- **Problem details**: Put the records, starting at the line that contains "For every instance of the lone" and continuing through the end of the records, into a two-column CSV with the headers record_text and answer. Give one row per record, with its text and its answer each in a single quoted field and any line breaks turned into spaces.

- **Provided data**:
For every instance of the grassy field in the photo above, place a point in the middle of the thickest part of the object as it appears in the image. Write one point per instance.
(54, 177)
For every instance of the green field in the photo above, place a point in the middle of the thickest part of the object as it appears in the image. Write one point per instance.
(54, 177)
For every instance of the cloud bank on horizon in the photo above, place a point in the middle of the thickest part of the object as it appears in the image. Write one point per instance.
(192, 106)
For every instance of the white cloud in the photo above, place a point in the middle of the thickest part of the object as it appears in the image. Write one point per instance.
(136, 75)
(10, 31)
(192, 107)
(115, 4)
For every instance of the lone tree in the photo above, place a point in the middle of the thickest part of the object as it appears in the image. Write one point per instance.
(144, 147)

- **Task response**:
record_text,answer
"For every instance of the lone tree in the photo above, place a point in the middle of the thickest part of the object as it appears in the image. Write one point per instance.","(144, 147)"